Dress this new Sherlock Holmes (Benedict Cumberbatch) in a sharply tailored black Burberry suit with an open-collared shirt, then zoom in on his hypnotically bluish-green eyes and Davidesque curls, then write for him entire uninterrupted paragraphs of obsessive-compulsive dialogue, then stand back and let him sizzle.
“Sherlock” has been a big hit in Britain and rapturously received by a certain strain of American fans and critics. A niche market responds to the show’s arid wit, multilayered puzzles and its inventive ability to tech-ify an old story without seeming cheesy.
But what would happen if you got rid of the British accents?
We’d be left with something that would seem so familiar we’d never run out of American network procedurals to compare it to: “House, M.D.” and “The X-Files” and just about every specially abled savant detective CBS has to offer. There’s not one spooky crime show on TV that doesn’t owe debt to the original-recipe Sherlock Holmes.
That’s why there have been a couple hundred Sherlock Holmes film and TV adaptations over the span of pop-culture history, each having its way with the man in the deerstalker hat. Not counting the strenuous efforts of director Guy Ritchie’s two big-budget theatrical movies in 2009 and 2011, Holmes drifted into the fate of all derelict franchises, more Halloween costume and clip-art caricature than literary hero.
“Sherlock” helps make up for all that. It’s co-created and co-written by Steven Moffat, who has given Holmes the same renewed vim he brought to the previously low-rent “Doctor Who.” After the Doctor’s successful makeover — which managed to honor the long-running sci-fi series’ treasured past while enticing a whole new generation of viewers — “Sherlock” seems like a natural progression.
In fact, Cumberbatch’s performance as Sherlock is Doctor-y in tone and swagger. Fans who gobble Cumberbatch up in the role have designated him as a Hot New Thing; after movie roles in “War Horse” and “Tinker Tailor Soldier Spy,” he’s now filming Peter Jackson’s upcoming “The Hobbit” and landed a villainous part in J.J. Abrams’s “Star Trek” sequel.
He’s quite something, all right, but I can’t be the only one who finds this particular version of Sherlock to be a little grating. He’d be almost unwatchable if it weren’t for the tender devotion and counterbalance Martin Freeman brings to the role of Watson. In Cumberbatch, we get a Holmes who is not merely vain or aloof; he is so socially tone-deaf and brusque that I’d place him on the high-functioning end of the autism spectrum. “Get out! I need to go to my mind palace!” Sherlock shrieks at Watson, et al. — which means he needs to enter a trance state in which his superior memory and observation skills launch a quick-edit rush of images and clues.
Rather than ask for help at being a kinder and more well-adjusted grown-up, Sherlock is too often a petulant know-it-all, which grows tiresome and makes a viewer painfully aware that each episode is 90 minutes long.
################
• Tasks:
1. In the Sherlock review, copy the passage from "Dress this new" up to and including "without seeming cheesy.", substituting "England" for "Britain".
2. According to the Sherlock review, which actor plays Watson?
The lines after the review play no part in the work here.
################
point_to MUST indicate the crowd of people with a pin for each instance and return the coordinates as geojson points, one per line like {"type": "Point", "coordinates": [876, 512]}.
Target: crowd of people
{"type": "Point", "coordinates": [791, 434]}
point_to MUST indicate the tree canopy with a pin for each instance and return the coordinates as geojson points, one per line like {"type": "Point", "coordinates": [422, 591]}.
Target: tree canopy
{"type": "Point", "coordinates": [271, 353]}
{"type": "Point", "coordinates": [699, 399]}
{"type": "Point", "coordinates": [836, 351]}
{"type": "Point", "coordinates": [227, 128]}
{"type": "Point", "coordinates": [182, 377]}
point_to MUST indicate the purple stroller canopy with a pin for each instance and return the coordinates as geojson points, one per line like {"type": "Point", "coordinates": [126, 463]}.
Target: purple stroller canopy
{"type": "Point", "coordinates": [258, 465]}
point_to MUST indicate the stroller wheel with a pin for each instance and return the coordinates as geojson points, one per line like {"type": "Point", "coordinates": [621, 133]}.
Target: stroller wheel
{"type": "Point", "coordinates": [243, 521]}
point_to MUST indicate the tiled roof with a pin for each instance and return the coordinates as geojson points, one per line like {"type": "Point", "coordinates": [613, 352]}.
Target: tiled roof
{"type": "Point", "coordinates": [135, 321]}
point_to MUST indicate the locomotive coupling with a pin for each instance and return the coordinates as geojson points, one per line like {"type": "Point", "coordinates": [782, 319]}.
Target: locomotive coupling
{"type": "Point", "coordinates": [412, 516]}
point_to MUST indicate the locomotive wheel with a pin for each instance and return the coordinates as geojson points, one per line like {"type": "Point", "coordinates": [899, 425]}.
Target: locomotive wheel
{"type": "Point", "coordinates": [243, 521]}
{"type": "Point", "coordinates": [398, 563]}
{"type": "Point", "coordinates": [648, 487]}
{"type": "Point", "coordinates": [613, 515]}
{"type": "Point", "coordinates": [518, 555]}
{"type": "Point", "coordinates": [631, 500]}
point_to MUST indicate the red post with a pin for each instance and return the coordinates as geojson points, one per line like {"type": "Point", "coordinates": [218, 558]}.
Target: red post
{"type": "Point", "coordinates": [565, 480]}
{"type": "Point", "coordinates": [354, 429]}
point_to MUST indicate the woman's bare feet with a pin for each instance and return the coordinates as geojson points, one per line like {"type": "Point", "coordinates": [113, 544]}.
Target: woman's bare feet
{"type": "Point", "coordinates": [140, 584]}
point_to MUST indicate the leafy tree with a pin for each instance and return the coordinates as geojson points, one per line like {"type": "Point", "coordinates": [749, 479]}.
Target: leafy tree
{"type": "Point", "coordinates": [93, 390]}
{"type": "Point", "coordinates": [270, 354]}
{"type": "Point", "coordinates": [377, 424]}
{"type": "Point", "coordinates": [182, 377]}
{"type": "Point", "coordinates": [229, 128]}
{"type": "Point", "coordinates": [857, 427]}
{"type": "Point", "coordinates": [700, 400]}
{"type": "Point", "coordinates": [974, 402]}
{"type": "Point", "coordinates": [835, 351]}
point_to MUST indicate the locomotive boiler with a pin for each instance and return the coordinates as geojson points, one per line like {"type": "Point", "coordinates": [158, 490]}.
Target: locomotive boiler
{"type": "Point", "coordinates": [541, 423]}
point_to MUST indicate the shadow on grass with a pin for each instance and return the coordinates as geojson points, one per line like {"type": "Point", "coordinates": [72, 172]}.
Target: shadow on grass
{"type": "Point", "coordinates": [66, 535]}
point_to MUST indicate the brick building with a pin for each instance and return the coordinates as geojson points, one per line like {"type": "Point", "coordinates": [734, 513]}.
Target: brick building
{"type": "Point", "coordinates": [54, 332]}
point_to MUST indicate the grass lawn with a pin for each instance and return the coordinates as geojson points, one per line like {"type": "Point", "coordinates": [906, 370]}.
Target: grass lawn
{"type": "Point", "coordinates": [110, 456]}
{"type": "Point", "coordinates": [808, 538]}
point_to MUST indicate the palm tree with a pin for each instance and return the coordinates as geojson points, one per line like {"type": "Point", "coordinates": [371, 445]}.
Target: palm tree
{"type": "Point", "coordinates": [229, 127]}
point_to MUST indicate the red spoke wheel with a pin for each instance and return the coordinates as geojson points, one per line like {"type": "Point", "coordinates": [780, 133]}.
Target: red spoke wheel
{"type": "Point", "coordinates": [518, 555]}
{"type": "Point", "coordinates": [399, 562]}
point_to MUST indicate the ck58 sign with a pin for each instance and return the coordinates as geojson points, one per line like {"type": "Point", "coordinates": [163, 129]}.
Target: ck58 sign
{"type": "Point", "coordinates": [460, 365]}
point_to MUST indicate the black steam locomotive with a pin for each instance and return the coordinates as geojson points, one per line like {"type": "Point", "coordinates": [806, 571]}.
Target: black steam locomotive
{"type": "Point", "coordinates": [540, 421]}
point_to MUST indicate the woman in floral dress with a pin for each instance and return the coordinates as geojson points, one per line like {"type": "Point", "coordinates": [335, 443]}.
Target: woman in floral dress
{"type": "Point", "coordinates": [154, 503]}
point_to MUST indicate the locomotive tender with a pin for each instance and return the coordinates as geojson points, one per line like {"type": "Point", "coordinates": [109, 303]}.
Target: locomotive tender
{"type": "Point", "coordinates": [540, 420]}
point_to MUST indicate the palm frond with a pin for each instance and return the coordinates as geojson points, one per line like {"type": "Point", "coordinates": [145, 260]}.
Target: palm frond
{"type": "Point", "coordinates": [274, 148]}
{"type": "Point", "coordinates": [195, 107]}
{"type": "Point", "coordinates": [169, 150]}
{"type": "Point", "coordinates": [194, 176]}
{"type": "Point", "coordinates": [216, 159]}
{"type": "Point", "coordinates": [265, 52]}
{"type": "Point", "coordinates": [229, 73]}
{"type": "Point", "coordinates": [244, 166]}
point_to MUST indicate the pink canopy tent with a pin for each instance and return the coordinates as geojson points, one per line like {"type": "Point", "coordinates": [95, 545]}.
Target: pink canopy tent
################
• Responses per task:
1.
Dress this new Sherlock Holmes (Benedict Cumberbatch) in a sharply tailored black Burberry suit with an open-collared shirt, then zoom in on his hypnotically bluish-green eyes and Davidesque curls, then write for him entire uninterrupted paragraphs of obsessive-compulsive dialogue, then stand back and let him sizzle.
“Sherlock” has been a big hit in England and rapturously received by a certain strain of American fans and critics. A niche market responds to the show’s arid wit, multilayered puzzles and its inventive ability to tech-ify an old story without seeming cheesy.

2. Martin Freeman